[Begin]
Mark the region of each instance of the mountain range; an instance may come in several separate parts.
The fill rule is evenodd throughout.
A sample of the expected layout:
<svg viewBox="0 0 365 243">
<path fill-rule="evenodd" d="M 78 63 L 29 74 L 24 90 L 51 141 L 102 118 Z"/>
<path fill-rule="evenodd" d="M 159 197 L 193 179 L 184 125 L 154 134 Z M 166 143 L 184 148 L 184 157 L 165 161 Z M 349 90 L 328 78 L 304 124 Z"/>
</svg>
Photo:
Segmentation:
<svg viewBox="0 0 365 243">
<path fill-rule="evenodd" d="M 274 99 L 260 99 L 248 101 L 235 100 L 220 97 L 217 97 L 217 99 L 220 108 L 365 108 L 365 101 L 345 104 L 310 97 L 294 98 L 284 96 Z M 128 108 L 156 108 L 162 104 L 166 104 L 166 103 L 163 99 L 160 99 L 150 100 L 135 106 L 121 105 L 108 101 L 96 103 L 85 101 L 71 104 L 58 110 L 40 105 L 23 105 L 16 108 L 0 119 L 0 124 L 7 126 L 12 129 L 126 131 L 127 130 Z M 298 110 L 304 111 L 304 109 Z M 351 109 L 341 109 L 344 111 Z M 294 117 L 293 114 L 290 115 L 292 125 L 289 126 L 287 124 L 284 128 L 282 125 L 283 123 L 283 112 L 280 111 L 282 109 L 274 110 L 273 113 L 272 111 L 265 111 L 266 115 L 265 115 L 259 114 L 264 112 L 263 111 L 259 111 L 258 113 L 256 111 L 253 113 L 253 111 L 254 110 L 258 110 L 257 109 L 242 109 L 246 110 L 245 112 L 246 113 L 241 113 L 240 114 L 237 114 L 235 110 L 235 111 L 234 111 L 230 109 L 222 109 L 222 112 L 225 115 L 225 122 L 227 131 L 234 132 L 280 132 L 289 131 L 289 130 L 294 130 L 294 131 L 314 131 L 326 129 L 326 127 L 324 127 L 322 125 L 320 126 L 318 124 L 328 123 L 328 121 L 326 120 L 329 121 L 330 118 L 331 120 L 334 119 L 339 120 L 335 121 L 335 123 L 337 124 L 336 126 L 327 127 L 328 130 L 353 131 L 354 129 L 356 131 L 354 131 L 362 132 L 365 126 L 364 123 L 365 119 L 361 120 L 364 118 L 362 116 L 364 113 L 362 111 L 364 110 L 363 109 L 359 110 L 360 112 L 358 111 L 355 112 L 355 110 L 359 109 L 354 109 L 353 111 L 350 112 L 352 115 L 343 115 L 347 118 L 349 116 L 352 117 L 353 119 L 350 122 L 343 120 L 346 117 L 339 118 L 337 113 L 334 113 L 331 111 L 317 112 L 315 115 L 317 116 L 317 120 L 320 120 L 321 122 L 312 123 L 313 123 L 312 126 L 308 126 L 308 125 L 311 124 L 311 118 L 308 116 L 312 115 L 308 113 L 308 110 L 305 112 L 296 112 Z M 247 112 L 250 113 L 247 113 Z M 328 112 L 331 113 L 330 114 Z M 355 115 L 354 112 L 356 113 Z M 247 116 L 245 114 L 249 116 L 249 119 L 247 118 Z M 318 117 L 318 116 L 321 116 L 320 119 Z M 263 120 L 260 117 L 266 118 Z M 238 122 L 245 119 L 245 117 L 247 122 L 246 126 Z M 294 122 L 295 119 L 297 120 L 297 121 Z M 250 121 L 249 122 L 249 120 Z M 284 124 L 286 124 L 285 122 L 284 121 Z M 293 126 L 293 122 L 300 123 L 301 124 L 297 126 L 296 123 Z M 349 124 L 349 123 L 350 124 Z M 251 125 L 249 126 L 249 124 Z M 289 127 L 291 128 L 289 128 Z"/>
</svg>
[End]
Transcribe the records above line for line, keeping every character and space the same.

• _REPLY TO THE EXERCISE_
Mark the region of each instance of the mountain range; an instance may come in several separate parts.
The fill rule is evenodd throughout.
A sample of the expected layout:
<svg viewBox="0 0 365 243">
<path fill-rule="evenodd" d="M 78 63 L 29 74 L 24 90 L 51 141 L 102 118 Z"/>
<path fill-rule="evenodd" d="M 159 197 L 193 179 L 184 125 L 154 134 Z M 166 143 L 184 148 L 184 157 L 165 161 Z M 349 90 L 328 78 L 304 124 Z"/>
</svg>
Photo:
Segmentation:
<svg viewBox="0 0 365 243">
<path fill-rule="evenodd" d="M 274 99 L 260 99 L 248 101 L 235 100 L 220 97 L 217 97 L 217 99 L 220 108 L 365 108 L 365 101 L 345 104 L 310 97 L 294 98 L 284 96 Z M 128 108 L 156 108 L 162 104 L 166 104 L 166 103 L 163 99 L 160 99 L 150 100 L 135 106 L 121 105 L 108 101 L 96 103 L 85 101 L 71 104 L 58 110 L 40 105 L 23 105 L 16 108 L 0 119 L 0 124 L 7 126 L 12 129 L 126 131 L 127 130 Z M 298 110 L 304 111 L 304 109 Z M 351 109 L 341 109 L 344 111 Z M 294 117 L 293 114 L 290 115 L 292 125 L 289 126 L 287 124 L 284 128 L 282 125 L 283 123 L 283 112 L 280 111 L 282 109 L 274 110 L 273 113 L 272 111 L 265 111 L 266 115 L 265 115 L 259 114 L 264 112 L 263 111 L 259 111 L 258 113 L 256 111 L 253 113 L 253 111 L 254 110 L 258 110 L 257 109 L 242 109 L 246 110 L 245 112 L 246 113 L 241 113 L 240 114 L 237 114 L 235 110 L 235 111 L 234 111 L 230 109 L 222 109 L 222 112 L 225 115 L 225 122 L 227 131 L 234 132 L 280 132 L 289 131 L 289 130 L 294 130 L 294 131 L 314 131 L 326 129 L 326 127 L 324 127 L 322 125 L 320 126 L 318 124 L 328 123 L 328 121 L 326 120 L 329 121 L 330 118 L 331 120 L 334 119 L 339 120 L 335 121 L 335 123 L 337 124 L 336 126 L 327 127 L 328 130 L 353 131 L 354 129 L 356 131 L 354 131 L 362 132 L 365 126 L 364 123 L 365 119 L 361 120 L 364 118 L 362 116 L 364 113 L 362 111 L 364 110 L 363 109 L 359 110 L 360 112 L 358 111 L 355 112 L 355 110 L 359 109 L 354 109 L 353 111 L 350 112 L 352 115 L 343 115 L 347 118 L 349 116 L 352 117 L 353 119 L 350 122 L 343 120 L 346 117 L 339 118 L 337 113 L 334 113 L 331 111 L 317 112 L 315 115 L 317 116 L 317 120 L 320 120 L 321 122 L 312 123 L 313 123 L 312 126 L 308 126 L 308 125 L 311 124 L 311 118 L 308 116 L 312 115 L 308 113 L 308 110 L 305 112 L 296 112 Z M 247 112 L 250 113 L 247 113 Z M 328 112 L 331 113 L 330 114 Z M 355 115 L 354 112 L 356 113 Z M 247 116 L 245 114 L 249 116 L 249 119 L 247 118 Z M 318 117 L 318 116 L 321 116 L 320 119 Z M 263 120 L 260 117 L 266 118 Z M 238 122 L 245 119 L 245 117 L 247 122 L 246 126 Z M 294 122 L 295 119 L 297 120 L 297 121 Z M 250 121 L 249 122 L 249 120 Z M 284 124 L 286 124 L 285 122 L 284 121 Z M 293 126 L 293 122 L 300 123 L 301 124 L 297 126 L 296 123 Z M 349 124 L 349 123 L 350 124 Z M 251 125 L 249 126 L 249 124 Z M 289 127 L 291 128 L 289 128 Z"/>
</svg>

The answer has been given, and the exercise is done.